Records supplied >>
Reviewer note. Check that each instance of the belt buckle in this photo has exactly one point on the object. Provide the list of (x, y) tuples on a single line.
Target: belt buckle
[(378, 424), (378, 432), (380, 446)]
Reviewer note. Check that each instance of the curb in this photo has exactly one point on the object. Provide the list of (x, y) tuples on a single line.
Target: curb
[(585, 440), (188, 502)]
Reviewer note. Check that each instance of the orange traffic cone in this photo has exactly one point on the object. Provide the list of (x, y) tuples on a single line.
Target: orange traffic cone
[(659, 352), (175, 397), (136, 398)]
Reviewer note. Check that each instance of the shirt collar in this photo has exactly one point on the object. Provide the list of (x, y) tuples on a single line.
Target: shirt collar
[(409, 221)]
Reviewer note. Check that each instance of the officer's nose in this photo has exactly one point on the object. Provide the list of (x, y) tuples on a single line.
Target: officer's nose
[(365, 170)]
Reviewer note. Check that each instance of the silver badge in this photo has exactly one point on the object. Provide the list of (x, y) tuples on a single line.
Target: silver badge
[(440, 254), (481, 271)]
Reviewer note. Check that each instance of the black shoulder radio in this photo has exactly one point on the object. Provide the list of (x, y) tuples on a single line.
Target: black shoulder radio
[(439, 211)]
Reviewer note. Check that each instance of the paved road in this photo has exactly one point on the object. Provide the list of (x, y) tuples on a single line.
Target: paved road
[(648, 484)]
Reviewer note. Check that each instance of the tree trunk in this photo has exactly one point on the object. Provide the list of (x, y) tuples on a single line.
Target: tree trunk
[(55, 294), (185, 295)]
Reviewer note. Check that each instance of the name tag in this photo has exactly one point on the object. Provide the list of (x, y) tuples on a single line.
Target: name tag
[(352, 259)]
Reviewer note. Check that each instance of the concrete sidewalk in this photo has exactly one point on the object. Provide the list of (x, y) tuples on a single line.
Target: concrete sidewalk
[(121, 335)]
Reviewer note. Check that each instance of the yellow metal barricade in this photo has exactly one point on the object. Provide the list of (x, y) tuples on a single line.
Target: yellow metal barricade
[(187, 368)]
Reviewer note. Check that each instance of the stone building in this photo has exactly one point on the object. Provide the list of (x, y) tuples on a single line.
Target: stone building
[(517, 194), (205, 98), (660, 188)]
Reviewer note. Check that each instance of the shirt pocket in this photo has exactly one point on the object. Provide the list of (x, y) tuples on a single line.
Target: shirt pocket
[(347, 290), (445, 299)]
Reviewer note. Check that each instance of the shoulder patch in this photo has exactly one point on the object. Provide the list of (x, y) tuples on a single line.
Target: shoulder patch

What is required >>
Output the records above exactly, from their first line through the line that contains "Reviewer note. Check that each instance of the paved", and add nothing.

Answer to this problem >>
Reviewer note. Check that each instance of the belt buckle in this photo has exactly one point on the object. Provide the list of (x, y) tuples on a single line.
Target: belt buckle
[(378, 424), (378, 432), (380, 446)]
Reviewer note. Check that each instance of the curb in this photo has exactly one point on the object. Provide the list of (x, y) tuples on a single line.
Target: curb
[(585, 440), (188, 502)]
Reviewer note. Check that each instance of the orange traffic cone in this photo has exactly one point on the object. Provide the list of (x, y) tuples on a single line.
Target: orange traffic cone
[(659, 352), (175, 397), (136, 398)]
Reviewer note. Check that each instance of the shirt collar in this photo has exactly one point on the object. Provide the list of (x, y) tuples on a single line.
Target: shirt collar
[(409, 221)]
Reviewer note. Check that each instance of the officer's nose in this photo has exactly one point on the object. Provide the list of (x, y) tuples on a single line.
Target: officer's nose
[(365, 170)]
Reviewer note. Check that each instance of the silver badge in this photo has exactly one point on the object. Provide the list of (x, y) tuples on a single line.
Target: silver badge
[(440, 254), (481, 271)]
Reviewer note. Check that each instance of the black shoulder radio in this photo has exactly one point on the object. Provide the list of (x, y) tuples on a single line.
Target: black shoulder radio
[(439, 211)]
Reviewer note. Check that each instance of the paved road in this photo has exactly one point on the object. Provide the list of (x, y) tuples on a single line.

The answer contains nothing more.